- Opening Delimiter -
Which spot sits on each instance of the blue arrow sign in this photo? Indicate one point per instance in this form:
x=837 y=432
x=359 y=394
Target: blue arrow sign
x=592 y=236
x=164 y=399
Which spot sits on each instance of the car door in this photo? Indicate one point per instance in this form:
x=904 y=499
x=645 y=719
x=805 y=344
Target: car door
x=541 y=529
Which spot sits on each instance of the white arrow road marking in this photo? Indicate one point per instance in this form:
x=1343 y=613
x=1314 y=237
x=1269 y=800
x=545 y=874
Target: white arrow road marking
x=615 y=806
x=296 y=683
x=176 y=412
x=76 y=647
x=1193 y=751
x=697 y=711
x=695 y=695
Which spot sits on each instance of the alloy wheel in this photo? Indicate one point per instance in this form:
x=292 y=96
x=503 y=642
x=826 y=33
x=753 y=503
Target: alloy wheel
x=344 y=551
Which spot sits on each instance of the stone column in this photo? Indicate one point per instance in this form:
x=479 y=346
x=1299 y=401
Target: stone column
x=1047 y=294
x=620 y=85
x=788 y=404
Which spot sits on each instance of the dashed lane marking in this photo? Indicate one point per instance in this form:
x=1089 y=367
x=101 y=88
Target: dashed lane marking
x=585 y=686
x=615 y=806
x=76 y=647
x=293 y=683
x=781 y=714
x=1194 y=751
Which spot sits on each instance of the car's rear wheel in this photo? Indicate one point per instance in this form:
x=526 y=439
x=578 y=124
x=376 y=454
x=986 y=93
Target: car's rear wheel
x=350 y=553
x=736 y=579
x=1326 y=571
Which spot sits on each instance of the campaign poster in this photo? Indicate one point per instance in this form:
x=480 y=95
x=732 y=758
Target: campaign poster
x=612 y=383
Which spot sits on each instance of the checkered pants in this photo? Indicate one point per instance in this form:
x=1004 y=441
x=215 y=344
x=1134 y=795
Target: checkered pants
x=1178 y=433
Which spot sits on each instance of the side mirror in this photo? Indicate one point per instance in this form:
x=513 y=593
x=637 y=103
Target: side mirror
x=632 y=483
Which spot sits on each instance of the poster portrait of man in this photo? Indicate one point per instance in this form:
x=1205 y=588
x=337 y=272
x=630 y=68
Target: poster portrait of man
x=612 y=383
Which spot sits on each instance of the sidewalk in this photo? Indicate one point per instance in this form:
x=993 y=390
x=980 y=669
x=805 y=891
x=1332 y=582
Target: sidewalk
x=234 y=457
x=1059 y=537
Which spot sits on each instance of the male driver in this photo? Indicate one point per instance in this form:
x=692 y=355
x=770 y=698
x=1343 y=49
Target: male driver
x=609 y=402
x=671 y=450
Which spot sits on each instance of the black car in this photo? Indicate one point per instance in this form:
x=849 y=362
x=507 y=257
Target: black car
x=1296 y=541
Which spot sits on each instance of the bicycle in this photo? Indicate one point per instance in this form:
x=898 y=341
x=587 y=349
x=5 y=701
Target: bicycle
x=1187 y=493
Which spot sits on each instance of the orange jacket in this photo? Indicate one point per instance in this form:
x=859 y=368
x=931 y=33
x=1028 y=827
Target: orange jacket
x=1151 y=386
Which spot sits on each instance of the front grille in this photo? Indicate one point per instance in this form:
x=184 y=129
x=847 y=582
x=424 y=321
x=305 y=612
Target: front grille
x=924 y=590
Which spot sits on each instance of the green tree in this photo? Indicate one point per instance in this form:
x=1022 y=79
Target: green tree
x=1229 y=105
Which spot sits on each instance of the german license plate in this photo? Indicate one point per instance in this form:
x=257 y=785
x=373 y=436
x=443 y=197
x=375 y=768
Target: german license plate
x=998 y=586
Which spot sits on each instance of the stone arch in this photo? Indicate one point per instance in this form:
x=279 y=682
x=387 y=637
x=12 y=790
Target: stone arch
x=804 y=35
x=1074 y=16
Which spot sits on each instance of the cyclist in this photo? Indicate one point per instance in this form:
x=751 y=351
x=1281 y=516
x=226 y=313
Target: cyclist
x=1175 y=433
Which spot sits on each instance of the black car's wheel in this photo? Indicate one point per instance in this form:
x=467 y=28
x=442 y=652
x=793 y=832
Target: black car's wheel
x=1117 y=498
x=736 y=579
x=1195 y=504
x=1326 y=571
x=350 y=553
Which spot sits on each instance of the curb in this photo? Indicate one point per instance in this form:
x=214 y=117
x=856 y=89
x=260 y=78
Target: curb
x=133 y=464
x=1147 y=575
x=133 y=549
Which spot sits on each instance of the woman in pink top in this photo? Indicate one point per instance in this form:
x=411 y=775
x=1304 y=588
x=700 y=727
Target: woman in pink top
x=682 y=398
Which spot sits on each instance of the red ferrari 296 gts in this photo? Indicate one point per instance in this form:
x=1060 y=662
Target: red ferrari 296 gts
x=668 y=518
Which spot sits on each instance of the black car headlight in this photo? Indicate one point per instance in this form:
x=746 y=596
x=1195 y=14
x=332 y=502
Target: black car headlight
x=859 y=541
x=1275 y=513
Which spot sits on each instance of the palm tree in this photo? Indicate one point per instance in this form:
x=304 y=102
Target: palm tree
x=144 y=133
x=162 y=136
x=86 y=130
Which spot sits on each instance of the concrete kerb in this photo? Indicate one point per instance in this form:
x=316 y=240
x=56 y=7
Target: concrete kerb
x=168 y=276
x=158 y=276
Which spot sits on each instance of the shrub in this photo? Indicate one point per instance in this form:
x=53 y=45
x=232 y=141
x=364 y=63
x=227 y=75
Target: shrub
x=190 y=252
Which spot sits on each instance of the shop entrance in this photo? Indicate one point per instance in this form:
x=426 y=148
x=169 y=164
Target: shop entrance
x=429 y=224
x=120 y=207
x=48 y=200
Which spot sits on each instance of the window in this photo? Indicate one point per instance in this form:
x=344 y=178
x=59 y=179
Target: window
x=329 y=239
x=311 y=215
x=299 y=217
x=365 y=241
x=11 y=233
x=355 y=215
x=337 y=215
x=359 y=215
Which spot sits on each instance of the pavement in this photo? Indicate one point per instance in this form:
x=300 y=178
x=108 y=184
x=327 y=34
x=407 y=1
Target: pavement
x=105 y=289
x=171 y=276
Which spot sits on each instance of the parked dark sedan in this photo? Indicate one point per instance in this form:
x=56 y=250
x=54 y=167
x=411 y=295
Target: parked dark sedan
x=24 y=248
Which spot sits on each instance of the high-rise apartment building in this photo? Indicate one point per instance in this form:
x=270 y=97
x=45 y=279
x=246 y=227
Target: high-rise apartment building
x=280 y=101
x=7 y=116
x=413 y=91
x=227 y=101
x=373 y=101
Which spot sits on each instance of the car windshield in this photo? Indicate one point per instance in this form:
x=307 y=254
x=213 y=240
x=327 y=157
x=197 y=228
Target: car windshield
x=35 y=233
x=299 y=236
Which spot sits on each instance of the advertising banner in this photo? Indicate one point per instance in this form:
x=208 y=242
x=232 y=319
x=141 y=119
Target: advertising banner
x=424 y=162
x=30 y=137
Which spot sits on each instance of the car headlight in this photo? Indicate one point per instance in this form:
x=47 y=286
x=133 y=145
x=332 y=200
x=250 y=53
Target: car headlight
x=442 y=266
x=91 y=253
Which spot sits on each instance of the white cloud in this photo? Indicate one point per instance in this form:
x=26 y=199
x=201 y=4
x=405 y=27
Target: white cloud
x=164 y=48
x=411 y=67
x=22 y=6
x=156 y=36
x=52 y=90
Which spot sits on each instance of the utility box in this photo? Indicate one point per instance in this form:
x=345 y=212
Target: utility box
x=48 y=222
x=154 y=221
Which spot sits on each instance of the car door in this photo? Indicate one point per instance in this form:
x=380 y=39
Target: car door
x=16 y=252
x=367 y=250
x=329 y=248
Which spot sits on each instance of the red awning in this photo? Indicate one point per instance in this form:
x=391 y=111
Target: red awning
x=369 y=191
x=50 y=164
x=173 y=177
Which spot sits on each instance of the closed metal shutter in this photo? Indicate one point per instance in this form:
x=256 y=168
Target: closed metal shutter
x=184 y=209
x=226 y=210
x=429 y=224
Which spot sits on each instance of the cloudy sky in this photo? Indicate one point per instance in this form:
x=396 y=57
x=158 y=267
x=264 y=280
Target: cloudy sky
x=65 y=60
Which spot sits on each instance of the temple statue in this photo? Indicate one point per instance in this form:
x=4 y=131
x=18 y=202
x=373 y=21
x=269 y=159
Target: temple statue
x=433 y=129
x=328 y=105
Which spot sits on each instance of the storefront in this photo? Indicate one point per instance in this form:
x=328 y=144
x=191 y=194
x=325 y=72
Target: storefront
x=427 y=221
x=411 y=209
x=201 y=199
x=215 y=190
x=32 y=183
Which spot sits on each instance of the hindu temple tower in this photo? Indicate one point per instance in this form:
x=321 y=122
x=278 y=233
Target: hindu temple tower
- Closing Delimiter -
Set down again, word for word, the stretch of records from the line with "Which spot sits on each instance of the curb" to the line with "Which spot sits on each instance of the woman", both of those lines included.

Output below:
Which spot sits on each instance of the curb in this photo? Indicate one point per instance in this form:
x=214 y=117
x=856 y=89
x=260 y=78
Target: curb
x=133 y=464
x=1147 y=575
x=133 y=549
Which spot sits on each instance of the woman in pink top in this photo? Indicate one point per instance in this form:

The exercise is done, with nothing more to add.